**Work required**
Keep the pictures out of the copy and repeat the records exactly.

**Records supplied**
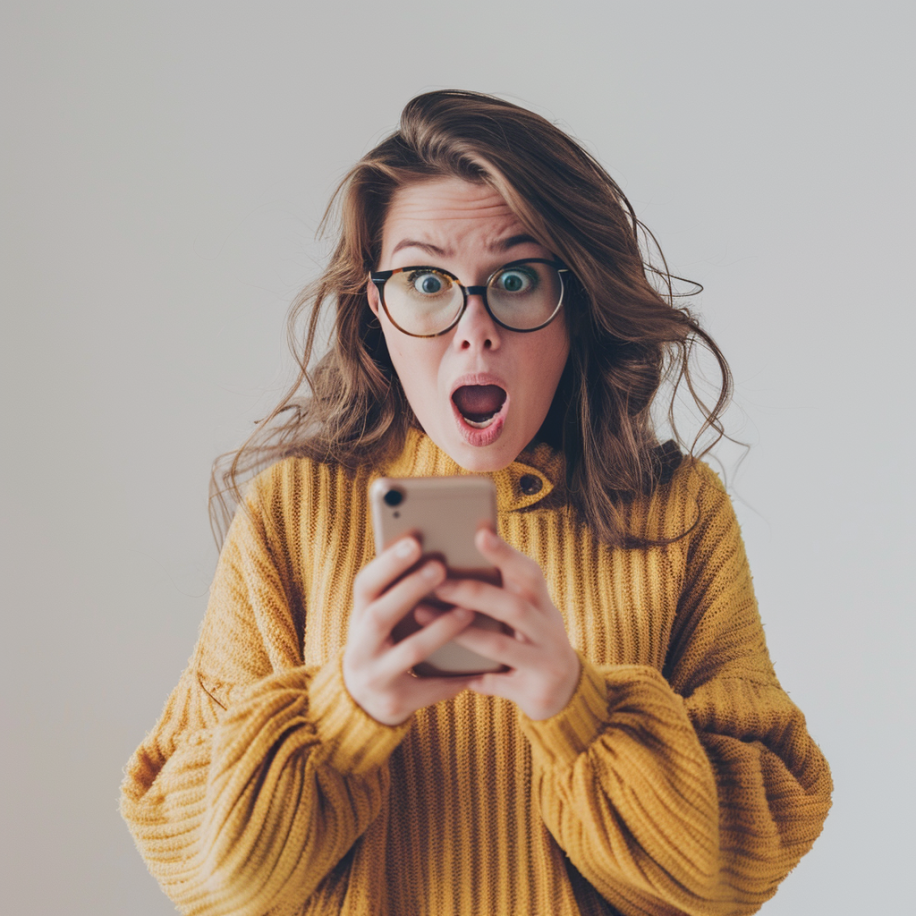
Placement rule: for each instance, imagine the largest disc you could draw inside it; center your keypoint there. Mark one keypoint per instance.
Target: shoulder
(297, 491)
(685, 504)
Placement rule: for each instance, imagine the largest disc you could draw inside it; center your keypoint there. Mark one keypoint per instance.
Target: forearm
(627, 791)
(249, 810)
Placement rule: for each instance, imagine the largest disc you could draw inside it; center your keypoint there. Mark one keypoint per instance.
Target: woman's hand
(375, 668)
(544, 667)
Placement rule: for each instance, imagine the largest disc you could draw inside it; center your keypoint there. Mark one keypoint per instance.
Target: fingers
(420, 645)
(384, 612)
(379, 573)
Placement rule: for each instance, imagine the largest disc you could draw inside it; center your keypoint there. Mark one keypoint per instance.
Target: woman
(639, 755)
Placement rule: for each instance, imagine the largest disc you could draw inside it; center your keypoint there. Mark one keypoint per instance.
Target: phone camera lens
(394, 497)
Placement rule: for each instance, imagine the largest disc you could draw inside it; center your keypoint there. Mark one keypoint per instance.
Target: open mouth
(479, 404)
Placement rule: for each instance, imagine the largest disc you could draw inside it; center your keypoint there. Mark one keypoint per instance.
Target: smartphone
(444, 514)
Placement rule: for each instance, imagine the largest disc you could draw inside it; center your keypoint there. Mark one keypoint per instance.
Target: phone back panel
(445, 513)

**Response to the exercise**
Placement rule: for each instance, imagine the largest disc you could draw inside it; center your keypoint there. Mark one keypoint per instance.
Target: shoulder
(297, 491)
(685, 504)
Placement rule: for each instance, imagine the largest disc you could draw inside it; center your keypoint there. Mark one keypoint per instance.
Target: forearm
(627, 791)
(249, 810)
Placement rule: for each instance, imagine the largest disc you could draw inside it; center your keypoint there. Mark one keypoint per instance.
Target: woman's hand
(375, 668)
(544, 667)
Placement rule: for each instance, imagine the largest disc you could draw inside it; center your keypoint there. Mark one keypoint per instance.
Target: fingers
(420, 645)
(384, 612)
(379, 573)
Placement rule: for each instance, imagine the largest disc you could draw inside it; center your keypoint there. Mark one keypoint per instance.
Target: woman
(639, 755)
Placement rule: for each instance, imagine the largest disc you could draw inside it; center your keypoint there. Mark one keypoint per instance.
Target: phone camera lens
(394, 497)
Placement rule: for each instance, imagine the largest disc you could draw inside it; center your keypoint there. Mark one keypoint per instance.
Target: open mouth
(479, 404)
Placement rule: for each instance, imagine the largest disc you could draw inside it; center your keypoint there. Mark one keypoint per instance.
Target: smartphone
(444, 514)
Placement rule: for each instance, imagine the largest disc you could draw inside it; center your keypoint there. Mark one keypoint per instance.
Target: phone back panel
(445, 513)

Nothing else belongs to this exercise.